━━ RECORDS ━━

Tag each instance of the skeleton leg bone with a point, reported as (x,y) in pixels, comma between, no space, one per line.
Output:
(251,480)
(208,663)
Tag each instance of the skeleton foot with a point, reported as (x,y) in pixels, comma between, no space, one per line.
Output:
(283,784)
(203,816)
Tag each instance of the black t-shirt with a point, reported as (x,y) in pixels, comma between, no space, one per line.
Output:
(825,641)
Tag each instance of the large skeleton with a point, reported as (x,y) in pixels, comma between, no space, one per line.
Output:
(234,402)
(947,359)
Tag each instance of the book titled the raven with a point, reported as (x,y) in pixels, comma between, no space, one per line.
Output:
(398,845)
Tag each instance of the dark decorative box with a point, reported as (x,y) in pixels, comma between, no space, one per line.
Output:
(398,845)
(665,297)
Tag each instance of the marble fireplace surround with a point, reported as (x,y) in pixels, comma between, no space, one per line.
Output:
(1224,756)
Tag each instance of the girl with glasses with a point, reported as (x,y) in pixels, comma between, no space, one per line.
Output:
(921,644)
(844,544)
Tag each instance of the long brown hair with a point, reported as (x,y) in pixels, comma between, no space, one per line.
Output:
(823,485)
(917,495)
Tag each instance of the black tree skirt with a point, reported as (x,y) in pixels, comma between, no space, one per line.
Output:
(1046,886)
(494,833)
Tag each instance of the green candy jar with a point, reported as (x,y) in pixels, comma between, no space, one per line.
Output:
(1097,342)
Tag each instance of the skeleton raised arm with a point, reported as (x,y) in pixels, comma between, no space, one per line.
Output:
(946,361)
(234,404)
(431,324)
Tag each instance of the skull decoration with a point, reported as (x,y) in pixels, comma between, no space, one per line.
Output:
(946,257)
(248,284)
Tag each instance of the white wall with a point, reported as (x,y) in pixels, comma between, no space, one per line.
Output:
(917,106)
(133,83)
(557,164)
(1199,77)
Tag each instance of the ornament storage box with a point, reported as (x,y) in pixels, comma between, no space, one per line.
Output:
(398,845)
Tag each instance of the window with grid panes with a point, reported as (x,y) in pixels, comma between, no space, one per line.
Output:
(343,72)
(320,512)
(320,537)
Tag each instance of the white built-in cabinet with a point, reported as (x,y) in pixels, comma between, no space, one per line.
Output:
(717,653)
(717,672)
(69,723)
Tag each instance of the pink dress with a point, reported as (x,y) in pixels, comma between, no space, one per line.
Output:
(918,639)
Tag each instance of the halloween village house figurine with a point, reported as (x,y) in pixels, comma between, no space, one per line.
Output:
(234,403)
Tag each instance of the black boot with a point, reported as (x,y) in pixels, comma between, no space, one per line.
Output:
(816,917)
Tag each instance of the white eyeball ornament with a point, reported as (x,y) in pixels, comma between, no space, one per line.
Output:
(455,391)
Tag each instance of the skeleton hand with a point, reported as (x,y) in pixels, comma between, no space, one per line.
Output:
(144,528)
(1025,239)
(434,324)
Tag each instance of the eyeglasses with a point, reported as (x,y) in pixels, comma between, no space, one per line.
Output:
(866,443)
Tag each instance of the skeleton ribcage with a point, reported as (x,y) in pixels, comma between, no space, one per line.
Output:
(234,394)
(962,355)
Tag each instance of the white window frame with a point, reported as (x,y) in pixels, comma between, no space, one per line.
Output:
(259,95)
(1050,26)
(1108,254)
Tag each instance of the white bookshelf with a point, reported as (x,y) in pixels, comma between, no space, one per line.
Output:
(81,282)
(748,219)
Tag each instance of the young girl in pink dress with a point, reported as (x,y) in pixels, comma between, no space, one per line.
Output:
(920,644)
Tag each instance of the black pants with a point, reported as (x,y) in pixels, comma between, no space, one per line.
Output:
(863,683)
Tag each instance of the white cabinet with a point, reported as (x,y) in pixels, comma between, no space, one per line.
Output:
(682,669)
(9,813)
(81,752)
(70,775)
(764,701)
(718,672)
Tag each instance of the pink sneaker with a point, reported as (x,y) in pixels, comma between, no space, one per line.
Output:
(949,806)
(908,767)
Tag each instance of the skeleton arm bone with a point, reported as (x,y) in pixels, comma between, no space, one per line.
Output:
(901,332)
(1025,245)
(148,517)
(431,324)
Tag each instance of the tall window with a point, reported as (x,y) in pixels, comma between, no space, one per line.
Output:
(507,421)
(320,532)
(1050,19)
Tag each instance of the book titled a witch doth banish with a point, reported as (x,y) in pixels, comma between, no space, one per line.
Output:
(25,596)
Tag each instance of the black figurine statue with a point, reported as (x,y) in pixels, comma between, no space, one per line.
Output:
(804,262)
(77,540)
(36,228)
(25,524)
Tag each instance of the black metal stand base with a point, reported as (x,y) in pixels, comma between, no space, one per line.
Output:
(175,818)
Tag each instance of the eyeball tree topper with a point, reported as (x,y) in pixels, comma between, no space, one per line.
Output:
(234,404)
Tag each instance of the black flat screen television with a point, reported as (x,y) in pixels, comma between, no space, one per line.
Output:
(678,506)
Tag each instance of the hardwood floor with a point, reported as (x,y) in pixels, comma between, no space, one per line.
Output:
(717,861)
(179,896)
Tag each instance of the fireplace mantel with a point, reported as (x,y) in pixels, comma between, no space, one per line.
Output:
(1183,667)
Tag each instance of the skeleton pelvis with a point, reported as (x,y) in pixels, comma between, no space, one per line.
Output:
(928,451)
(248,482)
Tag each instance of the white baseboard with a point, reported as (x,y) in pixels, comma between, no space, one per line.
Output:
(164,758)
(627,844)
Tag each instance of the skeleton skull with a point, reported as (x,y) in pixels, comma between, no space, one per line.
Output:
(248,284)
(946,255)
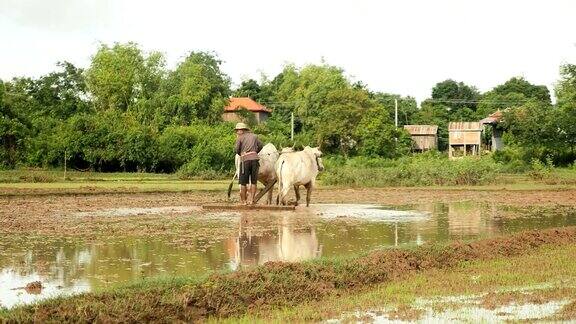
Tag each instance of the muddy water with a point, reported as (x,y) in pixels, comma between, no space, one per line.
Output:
(66,266)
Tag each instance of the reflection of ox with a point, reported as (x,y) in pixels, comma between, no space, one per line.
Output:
(285,243)
(298,169)
(266,173)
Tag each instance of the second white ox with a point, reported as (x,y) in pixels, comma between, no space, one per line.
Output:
(298,169)
(266,173)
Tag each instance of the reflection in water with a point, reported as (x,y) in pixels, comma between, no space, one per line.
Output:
(66,267)
(285,242)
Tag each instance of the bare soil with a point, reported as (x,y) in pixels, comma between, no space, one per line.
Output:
(279,284)
(58,214)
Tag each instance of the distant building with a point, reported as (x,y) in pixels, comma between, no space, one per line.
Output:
(425,137)
(236,105)
(493,120)
(464,138)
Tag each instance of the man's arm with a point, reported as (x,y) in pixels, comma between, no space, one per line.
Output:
(238,147)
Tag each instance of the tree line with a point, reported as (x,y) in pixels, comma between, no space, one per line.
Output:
(127,112)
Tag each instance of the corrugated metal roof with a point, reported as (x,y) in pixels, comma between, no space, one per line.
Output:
(421,129)
(493,118)
(464,126)
(246,103)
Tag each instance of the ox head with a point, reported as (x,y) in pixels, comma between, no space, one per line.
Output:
(315,151)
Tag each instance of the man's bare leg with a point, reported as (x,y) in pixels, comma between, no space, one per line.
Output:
(253,189)
(243,194)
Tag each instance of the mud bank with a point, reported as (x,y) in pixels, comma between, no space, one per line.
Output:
(276,284)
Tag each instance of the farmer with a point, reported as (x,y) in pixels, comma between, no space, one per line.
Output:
(247,146)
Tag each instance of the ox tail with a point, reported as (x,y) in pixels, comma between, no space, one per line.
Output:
(279,175)
(236,175)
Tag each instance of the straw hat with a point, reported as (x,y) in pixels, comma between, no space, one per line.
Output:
(241,126)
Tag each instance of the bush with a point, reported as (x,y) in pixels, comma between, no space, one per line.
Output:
(419,170)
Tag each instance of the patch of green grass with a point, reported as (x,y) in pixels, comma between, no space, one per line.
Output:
(296,289)
(552,265)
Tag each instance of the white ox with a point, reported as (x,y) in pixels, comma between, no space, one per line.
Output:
(266,172)
(298,169)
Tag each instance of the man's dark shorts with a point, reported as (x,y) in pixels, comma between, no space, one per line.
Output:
(248,172)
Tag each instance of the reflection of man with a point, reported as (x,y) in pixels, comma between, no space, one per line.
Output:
(247,146)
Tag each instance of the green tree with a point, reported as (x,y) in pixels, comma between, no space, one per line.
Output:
(341,114)
(455,95)
(407,106)
(15,126)
(566,114)
(121,75)
(378,136)
(249,88)
(196,91)
(512,93)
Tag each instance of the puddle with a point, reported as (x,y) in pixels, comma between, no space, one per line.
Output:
(67,266)
(470,314)
(373,213)
(462,309)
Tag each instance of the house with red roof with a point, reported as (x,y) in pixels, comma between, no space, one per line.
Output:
(239,106)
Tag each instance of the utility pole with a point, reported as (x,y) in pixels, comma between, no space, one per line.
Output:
(292,128)
(396,112)
(65,158)
(396,116)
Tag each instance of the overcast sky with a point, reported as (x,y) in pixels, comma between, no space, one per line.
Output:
(400,47)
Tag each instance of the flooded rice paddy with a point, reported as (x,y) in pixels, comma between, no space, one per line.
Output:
(72,265)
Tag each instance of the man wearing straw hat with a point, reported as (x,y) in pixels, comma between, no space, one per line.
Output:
(247,146)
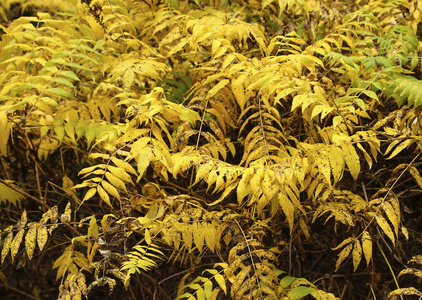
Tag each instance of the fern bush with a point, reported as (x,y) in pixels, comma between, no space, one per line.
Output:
(210,149)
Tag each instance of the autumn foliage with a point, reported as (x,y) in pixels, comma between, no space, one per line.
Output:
(205,149)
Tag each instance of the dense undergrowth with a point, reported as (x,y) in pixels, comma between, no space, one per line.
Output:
(210,149)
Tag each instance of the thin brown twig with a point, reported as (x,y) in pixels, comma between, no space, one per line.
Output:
(19,291)
(40,202)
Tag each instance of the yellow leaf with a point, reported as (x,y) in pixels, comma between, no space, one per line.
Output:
(123,165)
(67,213)
(103,194)
(42,236)
(323,163)
(110,189)
(383,224)
(210,234)
(398,148)
(143,161)
(91,192)
(352,159)
(30,240)
(203,171)
(198,236)
(21,224)
(392,215)
(367,246)
(5,127)
(217,88)
(335,156)
(120,173)
(115,181)
(343,255)
(244,187)
(238,90)
(6,245)
(356,255)
(14,247)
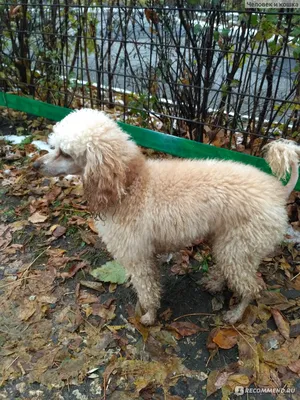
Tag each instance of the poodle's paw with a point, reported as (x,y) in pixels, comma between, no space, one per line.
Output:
(232,316)
(148,318)
(212,285)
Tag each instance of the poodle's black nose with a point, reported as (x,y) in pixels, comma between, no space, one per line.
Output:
(36,165)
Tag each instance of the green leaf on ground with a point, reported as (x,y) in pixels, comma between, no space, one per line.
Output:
(112,272)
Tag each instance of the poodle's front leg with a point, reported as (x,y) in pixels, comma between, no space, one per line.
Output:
(145,280)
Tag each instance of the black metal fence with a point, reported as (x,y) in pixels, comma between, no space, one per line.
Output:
(210,71)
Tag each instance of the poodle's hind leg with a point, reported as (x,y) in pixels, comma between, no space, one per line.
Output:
(146,282)
(239,263)
(214,280)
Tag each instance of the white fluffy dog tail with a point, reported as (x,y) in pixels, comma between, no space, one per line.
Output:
(283,157)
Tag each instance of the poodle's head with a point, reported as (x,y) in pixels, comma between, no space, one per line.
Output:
(88,143)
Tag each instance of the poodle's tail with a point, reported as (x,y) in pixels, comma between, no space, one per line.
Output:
(283,157)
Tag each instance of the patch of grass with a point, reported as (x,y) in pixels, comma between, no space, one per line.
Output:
(97,257)
(8,215)
(25,141)
(72,230)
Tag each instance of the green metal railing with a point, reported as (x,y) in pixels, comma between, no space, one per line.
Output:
(144,137)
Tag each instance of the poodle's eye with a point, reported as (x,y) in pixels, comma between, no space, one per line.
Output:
(64,154)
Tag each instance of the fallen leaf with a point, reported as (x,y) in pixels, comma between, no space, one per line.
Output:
(275,299)
(296,283)
(295,328)
(59,231)
(37,218)
(142,329)
(72,271)
(281,322)
(226,338)
(27,310)
(87,298)
(186,328)
(263,312)
(93,285)
(295,367)
(88,237)
(18,225)
(5,236)
(110,272)
(91,224)
(211,380)
(235,380)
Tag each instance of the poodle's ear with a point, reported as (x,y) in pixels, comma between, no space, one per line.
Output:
(104,177)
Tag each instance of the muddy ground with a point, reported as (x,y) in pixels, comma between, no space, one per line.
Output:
(66,335)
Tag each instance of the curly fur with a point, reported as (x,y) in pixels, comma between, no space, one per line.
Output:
(158,206)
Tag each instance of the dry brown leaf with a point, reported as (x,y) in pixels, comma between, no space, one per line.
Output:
(211,380)
(275,299)
(89,237)
(5,236)
(263,312)
(93,285)
(295,367)
(87,298)
(281,322)
(248,356)
(295,328)
(73,270)
(37,218)
(18,225)
(250,315)
(27,310)
(91,224)
(235,380)
(107,314)
(296,283)
(186,328)
(226,338)
(59,231)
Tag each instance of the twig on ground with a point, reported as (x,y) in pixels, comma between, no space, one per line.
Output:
(193,314)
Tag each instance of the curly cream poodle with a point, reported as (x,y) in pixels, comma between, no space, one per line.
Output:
(144,207)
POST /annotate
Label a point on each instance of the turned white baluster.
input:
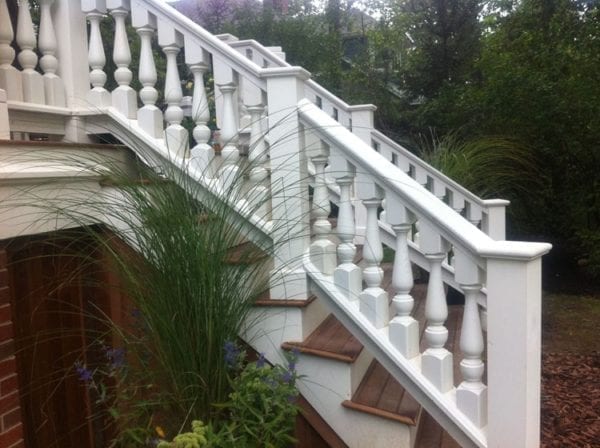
(176, 137)
(404, 329)
(257, 156)
(373, 300)
(436, 361)
(322, 250)
(123, 97)
(347, 276)
(53, 85)
(229, 137)
(33, 83)
(471, 394)
(10, 77)
(98, 95)
(149, 116)
(203, 154)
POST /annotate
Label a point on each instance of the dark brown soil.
(571, 372)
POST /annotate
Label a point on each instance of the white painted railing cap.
(515, 250)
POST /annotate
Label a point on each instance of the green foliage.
(261, 410)
(194, 439)
(490, 167)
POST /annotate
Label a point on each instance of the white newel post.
(202, 153)
(289, 186)
(322, 250)
(176, 137)
(471, 394)
(257, 157)
(404, 329)
(347, 276)
(373, 300)
(33, 83)
(494, 218)
(229, 137)
(4, 124)
(514, 344)
(436, 360)
(123, 97)
(53, 85)
(10, 77)
(98, 95)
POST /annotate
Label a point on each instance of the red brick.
(12, 436)
(11, 418)
(9, 402)
(6, 332)
(4, 295)
(8, 366)
(19, 444)
(5, 314)
(7, 349)
(9, 384)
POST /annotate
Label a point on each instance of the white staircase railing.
(309, 130)
(488, 214)
(509, 271)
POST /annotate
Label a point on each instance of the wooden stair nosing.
(316, 352)
(285, 303)
(379, 412)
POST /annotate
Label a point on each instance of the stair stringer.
(155, 154)
(404, 371)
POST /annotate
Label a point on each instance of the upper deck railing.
(428, 219)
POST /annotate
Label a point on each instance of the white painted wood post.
(347, 276)
(514, 344)
(124, 98)
(257, 157)
(471, 394)
(53, 85)
(374, 302)
(202, 153)
(494, 218)
(98, 96)
(4, 123)
(176, 137)
(149, 117)
(10, 78)
(436, 360)
(404, 329)
(33, 83)
(322, 250)
(229, 137)
(289, 186)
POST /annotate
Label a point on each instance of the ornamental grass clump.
(181, 256)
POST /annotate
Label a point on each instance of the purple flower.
(287, 376)
(84, 374)
(231, 354)
(116, 356)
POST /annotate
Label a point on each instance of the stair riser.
(326, 384)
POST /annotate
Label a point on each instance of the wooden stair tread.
(380, 394)
(432, 435)
(329, 340)
(389, 401)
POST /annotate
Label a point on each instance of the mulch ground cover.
(571, 400)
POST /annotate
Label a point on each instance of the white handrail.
(451, 225)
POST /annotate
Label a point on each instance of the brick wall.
(11, 428)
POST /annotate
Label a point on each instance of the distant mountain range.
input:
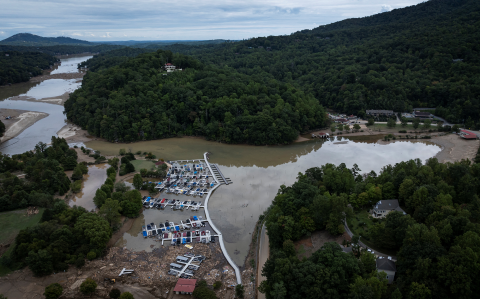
(28, 39)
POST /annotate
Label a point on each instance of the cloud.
(98, 20)
(386, 8)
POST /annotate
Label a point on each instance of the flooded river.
(257, 173)
(97, 174)
(44, 129)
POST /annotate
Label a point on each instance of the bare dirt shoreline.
(20, 120)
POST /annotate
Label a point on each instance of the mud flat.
(20, 120)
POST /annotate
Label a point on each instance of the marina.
(196, 178)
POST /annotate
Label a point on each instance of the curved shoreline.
(24, 121)
(220, 236)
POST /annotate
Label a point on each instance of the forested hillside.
(18, 67)
(137, 100)
(419, 56)
(438, 241)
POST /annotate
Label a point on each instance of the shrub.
(53, 291)
(239, 291)
(217, 285)
(114, 293)
(88, 287)
(126, 295)
(80, 262)
(91, 255)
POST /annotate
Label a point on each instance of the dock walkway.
(220, 237)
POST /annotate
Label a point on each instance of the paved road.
(263, 254)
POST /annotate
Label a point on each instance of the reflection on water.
(257, 173)
(16, 89)
(52, 88)
(97, 174)
(43, 130)
(134, 240)
(70, 64)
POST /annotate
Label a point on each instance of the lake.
(257, 173)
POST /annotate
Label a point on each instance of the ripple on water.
(257, 173)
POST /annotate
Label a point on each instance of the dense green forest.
(44, 175)
(438, 241)
(65, 235)
(419, 56)
(137, 100)
(20, 67)
(28, 39)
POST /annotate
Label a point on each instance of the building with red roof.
(467, 135)
(185, 286)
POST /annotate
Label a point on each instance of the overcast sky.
(99, 20)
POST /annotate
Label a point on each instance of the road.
(263, 254)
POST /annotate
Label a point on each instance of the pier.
(220, 237)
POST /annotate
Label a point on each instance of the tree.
(396, 294)
(88, 287)
(126, 295)
(333, 128)
(239, 291)
(40, 262)
(53, 291)
(391, 123)
(137, 181)
(110, 210)
(2, 128)
(419, 291)
(114, 293)
(77, 174)
(416, 123)
(99, 198)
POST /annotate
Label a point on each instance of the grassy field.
(408, 128)
(360, 224)
(139, 164)
(11, 223)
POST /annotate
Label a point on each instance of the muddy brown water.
(97, 174)
(44, 129)
(257, 173)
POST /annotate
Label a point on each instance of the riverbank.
(19, 121)
(74, 134)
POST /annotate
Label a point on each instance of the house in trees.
(388, 266)
(169, 66)
(383, 207)
(185, 286)
(422, 115)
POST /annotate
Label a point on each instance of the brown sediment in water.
(257, 172)
(19, 121)
(97, 174)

━━━

→ PROBLEM DETAILS
Each line in the data that holds the word "straw" must be copied.

→ TASK SOLUTION
Tag each instance of the straw hat with a point, reported as (x,y) in pixels, comma between, no space, one per line.
Tag each instance of the man wearing straw hat with a point, reported as (x,y) in pixels, comma between, no space, one per line.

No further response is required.